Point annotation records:
+-------+

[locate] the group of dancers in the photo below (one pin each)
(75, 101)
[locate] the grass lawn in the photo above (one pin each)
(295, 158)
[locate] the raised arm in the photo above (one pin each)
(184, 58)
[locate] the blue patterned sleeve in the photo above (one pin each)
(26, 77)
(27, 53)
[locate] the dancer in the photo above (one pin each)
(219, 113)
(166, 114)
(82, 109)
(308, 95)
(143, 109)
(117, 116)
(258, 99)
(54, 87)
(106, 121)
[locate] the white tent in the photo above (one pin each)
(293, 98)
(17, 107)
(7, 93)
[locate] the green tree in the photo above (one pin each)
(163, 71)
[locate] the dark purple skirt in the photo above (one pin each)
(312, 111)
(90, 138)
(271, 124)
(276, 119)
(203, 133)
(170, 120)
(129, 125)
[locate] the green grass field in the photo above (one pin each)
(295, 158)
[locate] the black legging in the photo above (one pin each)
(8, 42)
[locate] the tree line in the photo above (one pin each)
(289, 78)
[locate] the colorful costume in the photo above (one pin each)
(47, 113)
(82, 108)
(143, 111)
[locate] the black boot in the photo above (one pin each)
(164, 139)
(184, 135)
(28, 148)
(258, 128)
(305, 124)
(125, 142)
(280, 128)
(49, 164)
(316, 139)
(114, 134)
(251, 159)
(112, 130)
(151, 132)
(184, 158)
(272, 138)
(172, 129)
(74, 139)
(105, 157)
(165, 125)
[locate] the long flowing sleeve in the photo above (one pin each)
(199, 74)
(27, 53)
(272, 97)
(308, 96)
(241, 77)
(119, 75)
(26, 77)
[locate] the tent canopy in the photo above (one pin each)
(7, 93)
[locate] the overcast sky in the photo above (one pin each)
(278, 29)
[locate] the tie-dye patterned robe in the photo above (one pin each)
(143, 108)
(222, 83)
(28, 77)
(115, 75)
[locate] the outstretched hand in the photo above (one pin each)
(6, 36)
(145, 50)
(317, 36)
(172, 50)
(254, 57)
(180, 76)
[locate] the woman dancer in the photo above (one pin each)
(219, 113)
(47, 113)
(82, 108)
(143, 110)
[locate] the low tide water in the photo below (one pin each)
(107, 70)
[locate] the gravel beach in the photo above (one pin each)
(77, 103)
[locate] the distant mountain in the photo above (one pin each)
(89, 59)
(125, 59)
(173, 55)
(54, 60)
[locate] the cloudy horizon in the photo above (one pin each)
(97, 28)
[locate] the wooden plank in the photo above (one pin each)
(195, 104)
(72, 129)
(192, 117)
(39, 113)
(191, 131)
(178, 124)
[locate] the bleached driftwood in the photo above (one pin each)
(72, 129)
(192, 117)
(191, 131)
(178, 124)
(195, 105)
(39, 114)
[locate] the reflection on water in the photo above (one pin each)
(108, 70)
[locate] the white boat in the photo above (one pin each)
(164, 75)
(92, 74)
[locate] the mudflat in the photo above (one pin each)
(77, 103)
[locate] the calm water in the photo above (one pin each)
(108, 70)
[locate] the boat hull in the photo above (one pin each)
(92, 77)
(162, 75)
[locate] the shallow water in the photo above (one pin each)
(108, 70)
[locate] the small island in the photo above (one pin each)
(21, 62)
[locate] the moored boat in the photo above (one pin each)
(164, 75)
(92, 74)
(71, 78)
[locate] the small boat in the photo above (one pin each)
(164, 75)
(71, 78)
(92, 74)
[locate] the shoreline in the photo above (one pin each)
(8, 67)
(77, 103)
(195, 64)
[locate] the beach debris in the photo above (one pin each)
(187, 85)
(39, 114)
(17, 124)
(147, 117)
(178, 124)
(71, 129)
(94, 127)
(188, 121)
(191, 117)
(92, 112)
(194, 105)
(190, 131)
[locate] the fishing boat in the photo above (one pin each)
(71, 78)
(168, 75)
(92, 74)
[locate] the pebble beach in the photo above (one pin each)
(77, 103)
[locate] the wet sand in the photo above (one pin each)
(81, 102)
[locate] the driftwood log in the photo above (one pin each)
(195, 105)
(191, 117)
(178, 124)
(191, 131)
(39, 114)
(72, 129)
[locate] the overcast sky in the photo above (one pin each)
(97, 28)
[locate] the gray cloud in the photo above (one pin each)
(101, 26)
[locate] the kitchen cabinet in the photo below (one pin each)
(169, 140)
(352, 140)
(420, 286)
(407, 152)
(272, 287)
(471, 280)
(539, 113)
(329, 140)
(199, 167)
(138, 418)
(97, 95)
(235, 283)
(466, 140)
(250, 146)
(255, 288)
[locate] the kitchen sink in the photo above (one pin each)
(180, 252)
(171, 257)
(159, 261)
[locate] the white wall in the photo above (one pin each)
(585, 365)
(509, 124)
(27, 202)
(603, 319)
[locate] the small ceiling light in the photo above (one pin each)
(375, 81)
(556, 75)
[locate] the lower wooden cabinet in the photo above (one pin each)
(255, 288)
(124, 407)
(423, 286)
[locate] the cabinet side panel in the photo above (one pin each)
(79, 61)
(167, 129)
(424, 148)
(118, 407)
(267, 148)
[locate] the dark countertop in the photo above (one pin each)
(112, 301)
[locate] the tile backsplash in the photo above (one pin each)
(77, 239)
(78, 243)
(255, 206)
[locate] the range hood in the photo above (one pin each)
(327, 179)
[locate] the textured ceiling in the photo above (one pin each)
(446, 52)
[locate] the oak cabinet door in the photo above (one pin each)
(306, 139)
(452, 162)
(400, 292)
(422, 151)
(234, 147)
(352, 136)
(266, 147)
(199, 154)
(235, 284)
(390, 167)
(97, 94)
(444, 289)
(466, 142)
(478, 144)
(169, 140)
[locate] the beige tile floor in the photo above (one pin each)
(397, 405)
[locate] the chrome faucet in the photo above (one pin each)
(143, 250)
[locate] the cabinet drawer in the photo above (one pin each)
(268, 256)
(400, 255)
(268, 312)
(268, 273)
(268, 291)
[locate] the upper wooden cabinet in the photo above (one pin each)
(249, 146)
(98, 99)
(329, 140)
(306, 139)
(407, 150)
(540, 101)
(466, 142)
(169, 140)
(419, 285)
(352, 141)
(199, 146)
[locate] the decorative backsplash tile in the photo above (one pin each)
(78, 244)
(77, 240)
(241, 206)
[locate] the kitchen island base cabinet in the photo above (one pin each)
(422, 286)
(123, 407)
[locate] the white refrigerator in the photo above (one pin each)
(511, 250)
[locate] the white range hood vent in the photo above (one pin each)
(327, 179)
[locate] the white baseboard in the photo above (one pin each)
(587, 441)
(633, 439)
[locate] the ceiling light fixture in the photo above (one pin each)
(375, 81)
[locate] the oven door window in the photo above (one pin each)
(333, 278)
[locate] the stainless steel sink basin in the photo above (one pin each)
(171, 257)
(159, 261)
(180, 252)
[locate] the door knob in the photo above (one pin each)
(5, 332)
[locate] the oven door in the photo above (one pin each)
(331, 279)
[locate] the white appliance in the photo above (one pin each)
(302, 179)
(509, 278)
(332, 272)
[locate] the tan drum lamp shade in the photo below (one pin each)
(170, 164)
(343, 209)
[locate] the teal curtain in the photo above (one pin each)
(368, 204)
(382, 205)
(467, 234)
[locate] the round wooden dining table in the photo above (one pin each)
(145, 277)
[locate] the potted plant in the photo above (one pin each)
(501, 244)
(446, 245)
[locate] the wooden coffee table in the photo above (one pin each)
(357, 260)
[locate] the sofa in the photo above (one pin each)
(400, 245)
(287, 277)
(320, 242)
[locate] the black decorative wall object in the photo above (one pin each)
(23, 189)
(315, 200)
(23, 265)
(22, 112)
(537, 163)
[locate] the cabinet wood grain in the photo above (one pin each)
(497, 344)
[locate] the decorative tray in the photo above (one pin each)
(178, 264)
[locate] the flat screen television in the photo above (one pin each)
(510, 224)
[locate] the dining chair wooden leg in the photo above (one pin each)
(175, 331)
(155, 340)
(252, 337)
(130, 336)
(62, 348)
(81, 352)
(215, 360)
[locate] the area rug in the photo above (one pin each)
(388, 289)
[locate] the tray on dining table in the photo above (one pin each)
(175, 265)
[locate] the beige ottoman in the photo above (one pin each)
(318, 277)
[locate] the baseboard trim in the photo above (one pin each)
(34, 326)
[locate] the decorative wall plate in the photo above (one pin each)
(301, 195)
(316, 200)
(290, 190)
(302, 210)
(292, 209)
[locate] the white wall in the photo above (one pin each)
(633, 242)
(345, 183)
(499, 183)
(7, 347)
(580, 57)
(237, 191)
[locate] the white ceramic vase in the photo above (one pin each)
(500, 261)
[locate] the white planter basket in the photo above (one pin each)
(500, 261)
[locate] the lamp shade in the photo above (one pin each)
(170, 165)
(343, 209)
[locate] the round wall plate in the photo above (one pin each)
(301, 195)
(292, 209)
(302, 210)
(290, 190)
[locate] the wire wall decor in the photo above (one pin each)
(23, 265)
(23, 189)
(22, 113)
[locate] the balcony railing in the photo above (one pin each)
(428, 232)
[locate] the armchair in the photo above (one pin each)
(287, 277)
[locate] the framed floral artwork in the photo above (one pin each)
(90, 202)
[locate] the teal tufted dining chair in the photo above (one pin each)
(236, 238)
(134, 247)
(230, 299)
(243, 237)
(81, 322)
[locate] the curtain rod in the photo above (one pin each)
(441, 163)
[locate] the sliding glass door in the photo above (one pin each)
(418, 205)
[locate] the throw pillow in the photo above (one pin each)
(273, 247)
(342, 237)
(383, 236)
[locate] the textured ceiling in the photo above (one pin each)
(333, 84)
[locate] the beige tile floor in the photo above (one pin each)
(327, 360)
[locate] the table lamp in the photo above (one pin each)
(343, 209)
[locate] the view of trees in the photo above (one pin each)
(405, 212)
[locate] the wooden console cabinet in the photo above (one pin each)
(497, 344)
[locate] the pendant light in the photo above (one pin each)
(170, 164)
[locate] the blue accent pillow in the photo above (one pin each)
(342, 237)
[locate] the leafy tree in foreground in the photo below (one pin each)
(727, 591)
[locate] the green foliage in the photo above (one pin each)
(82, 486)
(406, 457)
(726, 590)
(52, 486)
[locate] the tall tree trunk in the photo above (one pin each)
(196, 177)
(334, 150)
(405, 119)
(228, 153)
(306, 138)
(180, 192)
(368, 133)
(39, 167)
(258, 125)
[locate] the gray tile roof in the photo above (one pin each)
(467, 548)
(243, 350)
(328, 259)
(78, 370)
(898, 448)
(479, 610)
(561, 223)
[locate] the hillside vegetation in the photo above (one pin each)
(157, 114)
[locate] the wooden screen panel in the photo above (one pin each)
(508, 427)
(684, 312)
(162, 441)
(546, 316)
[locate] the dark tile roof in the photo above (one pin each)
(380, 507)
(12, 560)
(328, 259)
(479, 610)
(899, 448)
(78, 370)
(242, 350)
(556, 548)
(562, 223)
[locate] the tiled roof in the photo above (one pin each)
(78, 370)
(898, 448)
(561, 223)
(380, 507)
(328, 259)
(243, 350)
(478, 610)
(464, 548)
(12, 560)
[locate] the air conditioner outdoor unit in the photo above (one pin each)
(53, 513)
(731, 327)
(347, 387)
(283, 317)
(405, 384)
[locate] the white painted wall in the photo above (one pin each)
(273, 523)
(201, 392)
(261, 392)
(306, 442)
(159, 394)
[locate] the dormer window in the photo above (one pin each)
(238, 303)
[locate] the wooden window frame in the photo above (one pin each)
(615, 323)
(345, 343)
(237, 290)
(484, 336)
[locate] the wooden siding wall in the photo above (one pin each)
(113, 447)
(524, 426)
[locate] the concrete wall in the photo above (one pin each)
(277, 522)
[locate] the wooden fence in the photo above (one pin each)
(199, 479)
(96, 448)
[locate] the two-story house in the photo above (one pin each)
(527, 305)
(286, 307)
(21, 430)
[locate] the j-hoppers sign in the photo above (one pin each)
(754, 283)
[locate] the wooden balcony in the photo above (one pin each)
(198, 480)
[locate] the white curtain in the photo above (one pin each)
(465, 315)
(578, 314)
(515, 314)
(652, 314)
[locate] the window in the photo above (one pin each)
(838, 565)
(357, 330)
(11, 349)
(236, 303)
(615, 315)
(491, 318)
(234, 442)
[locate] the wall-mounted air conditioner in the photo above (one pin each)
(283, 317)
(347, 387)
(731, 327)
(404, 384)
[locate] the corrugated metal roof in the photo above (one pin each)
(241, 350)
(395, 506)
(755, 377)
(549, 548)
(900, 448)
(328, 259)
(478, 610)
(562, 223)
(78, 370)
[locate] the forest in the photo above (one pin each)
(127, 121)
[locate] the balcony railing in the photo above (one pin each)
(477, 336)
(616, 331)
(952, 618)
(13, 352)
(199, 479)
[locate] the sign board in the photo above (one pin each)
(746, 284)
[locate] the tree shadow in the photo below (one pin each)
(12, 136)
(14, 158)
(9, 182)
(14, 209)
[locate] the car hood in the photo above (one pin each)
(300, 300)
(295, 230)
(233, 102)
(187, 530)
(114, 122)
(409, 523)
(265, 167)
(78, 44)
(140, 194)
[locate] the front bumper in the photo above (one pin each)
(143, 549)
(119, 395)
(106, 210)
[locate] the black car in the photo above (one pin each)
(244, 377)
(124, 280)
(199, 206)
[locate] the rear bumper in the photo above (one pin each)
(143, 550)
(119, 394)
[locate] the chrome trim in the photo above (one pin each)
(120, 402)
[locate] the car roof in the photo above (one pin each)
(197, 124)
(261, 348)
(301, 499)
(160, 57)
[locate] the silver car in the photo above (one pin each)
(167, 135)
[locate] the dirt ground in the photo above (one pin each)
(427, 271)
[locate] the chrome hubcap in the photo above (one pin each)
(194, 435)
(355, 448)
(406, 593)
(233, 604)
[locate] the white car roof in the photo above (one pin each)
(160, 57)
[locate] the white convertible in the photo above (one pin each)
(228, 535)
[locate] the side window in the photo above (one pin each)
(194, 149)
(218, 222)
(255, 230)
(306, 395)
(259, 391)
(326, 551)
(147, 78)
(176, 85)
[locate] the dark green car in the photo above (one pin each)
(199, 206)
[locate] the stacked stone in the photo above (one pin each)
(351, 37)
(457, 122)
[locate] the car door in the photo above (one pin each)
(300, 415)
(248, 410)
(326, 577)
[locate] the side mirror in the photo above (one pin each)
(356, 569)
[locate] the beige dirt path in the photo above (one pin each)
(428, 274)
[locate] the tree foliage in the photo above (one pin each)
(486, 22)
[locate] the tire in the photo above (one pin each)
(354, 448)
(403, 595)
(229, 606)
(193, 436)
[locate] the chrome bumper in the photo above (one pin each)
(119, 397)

+-------+

The problem: From the line containing "[locate] the dark green" through the final line of the listing above, retype every line exactly; leave out everything else.

Response:
[locate] the dark green car in the photo above (one pin each)
(199, 206)
[locate] the stacked stone in the photo above (one pin each)
(351, 37)
(457, 122)
[locate] the car door in the photo above (one pin each)
(300, 415)
(248, 410)
(326, 577)
[locate] the side mirror in the photo above (one pin each)
(356, 569)
[locate] the beige dirt path in the photo above (one pin each)
(428, 274)
[locate] the tree foliage in the photo above (one pin each)
(486, 22)
[locate] the tire in the photo above (one pin each)
(354, 448)
(403, 595)
(229, 606)
(193, 436)
[locate] the chrome bumper in the photo above (one pin each)
(119, 397)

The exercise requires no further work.